--- begin Material for this exercise ---

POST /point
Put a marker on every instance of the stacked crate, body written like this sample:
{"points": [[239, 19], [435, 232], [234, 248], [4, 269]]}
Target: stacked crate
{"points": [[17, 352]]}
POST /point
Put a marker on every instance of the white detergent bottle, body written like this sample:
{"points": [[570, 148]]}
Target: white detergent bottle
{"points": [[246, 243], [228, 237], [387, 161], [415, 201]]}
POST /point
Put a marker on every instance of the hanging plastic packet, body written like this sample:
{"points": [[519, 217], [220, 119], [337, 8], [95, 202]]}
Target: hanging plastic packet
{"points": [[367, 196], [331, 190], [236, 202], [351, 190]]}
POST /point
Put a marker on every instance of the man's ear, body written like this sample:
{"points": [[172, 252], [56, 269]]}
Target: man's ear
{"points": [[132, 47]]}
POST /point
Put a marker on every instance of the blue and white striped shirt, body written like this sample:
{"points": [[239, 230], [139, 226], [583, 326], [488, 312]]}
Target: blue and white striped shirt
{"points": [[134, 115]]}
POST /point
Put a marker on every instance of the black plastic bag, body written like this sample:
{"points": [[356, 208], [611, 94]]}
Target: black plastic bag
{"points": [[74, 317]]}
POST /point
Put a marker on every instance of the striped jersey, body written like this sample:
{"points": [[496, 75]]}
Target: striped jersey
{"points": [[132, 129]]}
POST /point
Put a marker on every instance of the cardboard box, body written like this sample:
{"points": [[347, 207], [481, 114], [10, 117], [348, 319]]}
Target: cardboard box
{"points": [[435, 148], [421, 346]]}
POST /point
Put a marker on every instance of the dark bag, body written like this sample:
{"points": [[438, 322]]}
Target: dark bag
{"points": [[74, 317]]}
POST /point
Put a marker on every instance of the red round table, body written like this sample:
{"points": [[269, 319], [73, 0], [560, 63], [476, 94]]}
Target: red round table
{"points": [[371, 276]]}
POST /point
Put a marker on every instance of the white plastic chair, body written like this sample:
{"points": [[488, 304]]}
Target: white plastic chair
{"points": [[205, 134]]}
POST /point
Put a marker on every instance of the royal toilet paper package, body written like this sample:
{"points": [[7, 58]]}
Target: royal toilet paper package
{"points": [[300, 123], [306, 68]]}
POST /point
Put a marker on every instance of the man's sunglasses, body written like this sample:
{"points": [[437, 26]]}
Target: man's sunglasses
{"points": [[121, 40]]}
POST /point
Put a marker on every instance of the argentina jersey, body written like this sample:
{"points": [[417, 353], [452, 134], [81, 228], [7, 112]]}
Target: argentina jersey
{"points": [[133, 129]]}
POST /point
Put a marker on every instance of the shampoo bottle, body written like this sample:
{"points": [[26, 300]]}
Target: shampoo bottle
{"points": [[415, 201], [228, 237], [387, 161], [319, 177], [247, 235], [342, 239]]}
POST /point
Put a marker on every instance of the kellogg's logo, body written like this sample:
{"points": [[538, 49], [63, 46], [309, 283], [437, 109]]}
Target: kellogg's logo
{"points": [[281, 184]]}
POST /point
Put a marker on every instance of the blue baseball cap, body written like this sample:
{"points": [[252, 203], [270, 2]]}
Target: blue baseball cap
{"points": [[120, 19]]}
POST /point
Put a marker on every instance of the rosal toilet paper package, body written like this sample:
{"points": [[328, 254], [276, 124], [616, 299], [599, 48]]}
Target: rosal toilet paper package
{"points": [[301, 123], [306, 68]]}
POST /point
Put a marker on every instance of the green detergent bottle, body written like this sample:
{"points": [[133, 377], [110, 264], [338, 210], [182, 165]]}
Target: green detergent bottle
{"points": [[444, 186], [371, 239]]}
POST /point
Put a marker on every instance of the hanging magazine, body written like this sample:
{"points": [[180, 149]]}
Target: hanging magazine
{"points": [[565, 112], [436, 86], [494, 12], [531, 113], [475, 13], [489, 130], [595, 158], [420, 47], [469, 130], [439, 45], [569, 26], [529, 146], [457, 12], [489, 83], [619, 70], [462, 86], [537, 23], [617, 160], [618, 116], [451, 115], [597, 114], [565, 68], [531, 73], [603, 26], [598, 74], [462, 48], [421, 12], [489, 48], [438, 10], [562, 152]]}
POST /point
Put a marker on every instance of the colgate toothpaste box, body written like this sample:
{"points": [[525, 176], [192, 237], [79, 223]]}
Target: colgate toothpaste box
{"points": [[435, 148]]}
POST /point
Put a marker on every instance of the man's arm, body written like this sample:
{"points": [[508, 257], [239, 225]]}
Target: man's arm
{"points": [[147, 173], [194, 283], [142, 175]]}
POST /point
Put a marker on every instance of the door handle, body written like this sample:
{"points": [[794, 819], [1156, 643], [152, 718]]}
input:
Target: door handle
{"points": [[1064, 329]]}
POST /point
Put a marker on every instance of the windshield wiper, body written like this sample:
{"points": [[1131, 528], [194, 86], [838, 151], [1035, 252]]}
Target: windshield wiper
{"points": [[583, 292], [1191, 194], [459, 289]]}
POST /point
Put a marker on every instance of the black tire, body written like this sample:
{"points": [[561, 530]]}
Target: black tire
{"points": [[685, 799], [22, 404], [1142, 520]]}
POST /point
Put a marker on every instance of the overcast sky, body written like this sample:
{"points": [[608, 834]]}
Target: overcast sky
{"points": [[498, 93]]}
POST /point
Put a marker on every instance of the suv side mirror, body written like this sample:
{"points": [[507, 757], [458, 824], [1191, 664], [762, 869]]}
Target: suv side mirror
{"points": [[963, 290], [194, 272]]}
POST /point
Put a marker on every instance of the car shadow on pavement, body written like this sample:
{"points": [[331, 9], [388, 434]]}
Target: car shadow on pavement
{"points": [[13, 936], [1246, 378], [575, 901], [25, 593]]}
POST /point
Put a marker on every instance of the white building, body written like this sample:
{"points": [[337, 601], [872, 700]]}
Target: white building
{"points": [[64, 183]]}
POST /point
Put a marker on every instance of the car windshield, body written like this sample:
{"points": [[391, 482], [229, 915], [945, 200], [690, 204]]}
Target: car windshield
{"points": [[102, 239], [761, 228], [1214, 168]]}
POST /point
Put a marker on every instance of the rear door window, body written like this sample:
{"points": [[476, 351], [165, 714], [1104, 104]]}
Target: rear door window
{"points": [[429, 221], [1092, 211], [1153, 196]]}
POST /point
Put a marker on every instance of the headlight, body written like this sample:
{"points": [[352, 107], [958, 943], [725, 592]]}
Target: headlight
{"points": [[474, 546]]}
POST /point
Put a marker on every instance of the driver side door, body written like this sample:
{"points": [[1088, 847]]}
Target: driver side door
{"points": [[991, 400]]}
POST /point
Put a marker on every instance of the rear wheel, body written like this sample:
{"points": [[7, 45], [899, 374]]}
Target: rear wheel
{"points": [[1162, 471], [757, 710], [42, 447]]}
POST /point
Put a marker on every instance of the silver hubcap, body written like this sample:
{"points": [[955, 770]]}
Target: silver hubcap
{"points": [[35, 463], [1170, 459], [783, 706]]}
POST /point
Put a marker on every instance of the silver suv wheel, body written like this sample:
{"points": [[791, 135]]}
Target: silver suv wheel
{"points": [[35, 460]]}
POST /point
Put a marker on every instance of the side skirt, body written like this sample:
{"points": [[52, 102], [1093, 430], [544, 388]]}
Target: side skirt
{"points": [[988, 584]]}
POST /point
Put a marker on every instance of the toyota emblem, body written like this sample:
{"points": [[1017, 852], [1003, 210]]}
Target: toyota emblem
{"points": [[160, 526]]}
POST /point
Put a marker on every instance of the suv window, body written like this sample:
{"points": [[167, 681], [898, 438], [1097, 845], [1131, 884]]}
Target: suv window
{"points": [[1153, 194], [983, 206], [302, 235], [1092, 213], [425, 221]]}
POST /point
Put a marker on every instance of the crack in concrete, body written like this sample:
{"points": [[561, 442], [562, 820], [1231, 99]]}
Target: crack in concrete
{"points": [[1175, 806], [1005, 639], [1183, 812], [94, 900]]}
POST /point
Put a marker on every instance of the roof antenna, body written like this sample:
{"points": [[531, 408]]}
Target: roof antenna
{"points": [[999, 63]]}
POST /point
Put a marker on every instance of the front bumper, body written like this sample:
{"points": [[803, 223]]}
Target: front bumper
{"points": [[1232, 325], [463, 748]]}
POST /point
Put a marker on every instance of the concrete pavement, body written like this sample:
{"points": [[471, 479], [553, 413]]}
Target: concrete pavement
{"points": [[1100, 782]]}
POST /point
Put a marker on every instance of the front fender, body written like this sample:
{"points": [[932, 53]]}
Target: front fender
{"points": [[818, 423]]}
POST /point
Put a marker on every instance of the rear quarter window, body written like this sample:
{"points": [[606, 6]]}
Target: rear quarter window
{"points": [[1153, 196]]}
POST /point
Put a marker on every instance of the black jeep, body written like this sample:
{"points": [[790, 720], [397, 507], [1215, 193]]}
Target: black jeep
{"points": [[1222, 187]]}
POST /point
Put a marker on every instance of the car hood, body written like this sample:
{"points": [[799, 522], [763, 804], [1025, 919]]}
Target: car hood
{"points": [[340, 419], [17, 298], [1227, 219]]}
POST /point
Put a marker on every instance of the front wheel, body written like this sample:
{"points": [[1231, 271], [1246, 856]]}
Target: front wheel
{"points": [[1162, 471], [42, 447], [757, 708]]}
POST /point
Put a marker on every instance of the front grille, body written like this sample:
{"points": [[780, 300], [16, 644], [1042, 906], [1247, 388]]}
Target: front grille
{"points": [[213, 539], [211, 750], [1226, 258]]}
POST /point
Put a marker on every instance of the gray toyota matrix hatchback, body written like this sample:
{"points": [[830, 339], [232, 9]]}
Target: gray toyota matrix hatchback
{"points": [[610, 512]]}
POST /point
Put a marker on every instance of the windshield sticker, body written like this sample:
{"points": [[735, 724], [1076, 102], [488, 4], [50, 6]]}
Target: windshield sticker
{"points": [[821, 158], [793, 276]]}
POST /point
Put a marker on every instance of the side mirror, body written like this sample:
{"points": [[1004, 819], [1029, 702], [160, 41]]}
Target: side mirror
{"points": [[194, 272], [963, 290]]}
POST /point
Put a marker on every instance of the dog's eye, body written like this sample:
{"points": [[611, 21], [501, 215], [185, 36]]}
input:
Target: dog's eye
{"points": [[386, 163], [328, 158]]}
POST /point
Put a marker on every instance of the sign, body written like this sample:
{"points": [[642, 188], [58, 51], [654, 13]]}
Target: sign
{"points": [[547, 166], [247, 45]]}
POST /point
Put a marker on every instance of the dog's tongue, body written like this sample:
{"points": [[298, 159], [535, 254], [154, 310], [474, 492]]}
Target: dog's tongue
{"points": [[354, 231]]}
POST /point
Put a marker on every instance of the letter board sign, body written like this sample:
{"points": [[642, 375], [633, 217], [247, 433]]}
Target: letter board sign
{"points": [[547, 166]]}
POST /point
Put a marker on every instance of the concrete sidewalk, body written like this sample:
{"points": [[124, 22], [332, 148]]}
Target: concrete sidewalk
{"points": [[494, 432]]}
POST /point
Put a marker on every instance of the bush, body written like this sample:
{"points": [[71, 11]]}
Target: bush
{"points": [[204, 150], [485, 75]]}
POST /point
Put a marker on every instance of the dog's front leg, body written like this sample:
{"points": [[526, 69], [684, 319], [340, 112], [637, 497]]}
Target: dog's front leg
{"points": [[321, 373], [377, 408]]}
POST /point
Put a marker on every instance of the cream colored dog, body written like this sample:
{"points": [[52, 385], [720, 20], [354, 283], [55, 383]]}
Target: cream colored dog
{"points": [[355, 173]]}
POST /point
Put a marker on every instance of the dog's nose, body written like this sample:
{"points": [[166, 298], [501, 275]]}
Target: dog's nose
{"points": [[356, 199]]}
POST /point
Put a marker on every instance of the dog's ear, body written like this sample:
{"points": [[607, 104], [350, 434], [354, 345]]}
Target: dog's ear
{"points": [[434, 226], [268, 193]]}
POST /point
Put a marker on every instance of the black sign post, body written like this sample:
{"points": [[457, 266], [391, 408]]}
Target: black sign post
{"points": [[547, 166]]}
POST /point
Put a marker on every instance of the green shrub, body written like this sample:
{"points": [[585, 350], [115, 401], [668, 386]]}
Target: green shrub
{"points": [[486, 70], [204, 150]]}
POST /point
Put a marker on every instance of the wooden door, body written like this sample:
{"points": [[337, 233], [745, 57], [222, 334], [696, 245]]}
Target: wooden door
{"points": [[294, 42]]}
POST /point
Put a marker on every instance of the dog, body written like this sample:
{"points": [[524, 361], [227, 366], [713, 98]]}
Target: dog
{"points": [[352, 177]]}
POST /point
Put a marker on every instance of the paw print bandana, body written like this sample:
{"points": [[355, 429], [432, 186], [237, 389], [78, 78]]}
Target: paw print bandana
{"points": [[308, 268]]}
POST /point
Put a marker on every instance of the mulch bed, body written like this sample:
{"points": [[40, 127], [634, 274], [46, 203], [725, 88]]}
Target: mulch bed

--- end Material for this exercise ---

Count the lines in the records above that contain the string "wiper", matching case exactly. Give only the number.

2